Two lines mark the range in the entries below: the one holding "Target: table lamp" and the one holding "Target: white lamp shade". Set down those two and all lines between them, exactly.

- **MATERIALS PROVIDED**

^^^^

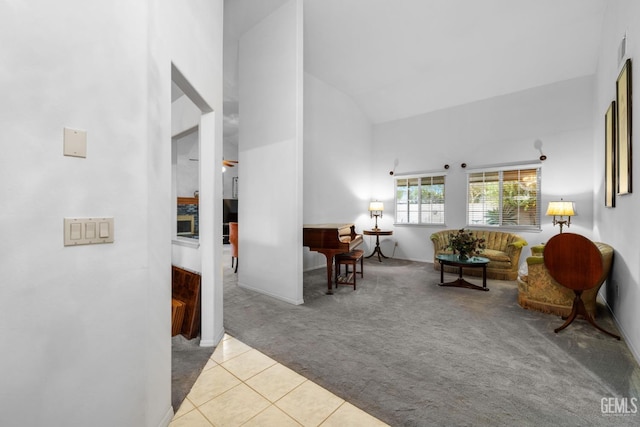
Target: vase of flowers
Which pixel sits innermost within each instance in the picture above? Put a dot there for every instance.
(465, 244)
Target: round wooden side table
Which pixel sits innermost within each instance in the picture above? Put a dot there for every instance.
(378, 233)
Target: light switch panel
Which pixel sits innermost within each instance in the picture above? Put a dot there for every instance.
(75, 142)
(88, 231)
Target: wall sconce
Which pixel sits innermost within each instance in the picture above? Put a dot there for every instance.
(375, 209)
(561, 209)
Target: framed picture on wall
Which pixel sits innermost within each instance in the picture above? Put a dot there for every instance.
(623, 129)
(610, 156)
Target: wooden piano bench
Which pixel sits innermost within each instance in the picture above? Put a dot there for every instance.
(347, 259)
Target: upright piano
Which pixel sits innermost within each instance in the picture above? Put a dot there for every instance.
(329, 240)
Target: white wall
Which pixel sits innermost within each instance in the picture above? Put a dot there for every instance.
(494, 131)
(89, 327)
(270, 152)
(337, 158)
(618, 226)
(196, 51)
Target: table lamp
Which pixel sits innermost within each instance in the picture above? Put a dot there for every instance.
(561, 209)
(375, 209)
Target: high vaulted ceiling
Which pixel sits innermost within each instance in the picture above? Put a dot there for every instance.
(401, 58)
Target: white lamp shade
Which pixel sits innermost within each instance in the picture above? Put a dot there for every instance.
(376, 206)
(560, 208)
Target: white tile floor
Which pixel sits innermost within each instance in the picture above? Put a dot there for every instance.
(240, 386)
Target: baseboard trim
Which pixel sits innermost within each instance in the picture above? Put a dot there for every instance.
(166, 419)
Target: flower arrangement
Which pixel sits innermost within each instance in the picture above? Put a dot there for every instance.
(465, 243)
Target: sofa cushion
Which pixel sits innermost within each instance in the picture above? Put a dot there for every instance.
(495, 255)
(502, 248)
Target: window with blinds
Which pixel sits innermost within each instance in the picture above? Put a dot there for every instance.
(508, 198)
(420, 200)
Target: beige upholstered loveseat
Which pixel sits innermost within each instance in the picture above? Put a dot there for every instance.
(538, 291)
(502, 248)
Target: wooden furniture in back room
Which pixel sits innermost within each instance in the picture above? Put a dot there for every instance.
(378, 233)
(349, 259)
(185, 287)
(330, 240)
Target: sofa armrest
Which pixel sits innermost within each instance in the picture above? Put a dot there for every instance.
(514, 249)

^^^^

- **WRITTEN RESPONSE**
Target: table lamp
Which pixel sits innermost within each instance in the picture above? Put a dot there for every instance.
(561, 209)
(375, 209)
Target: high vaulted ceiling
Which pixel sits innermost within each instance in the picture above? Put a dot there for every instance.
(401, 58)
Target: white lamp shade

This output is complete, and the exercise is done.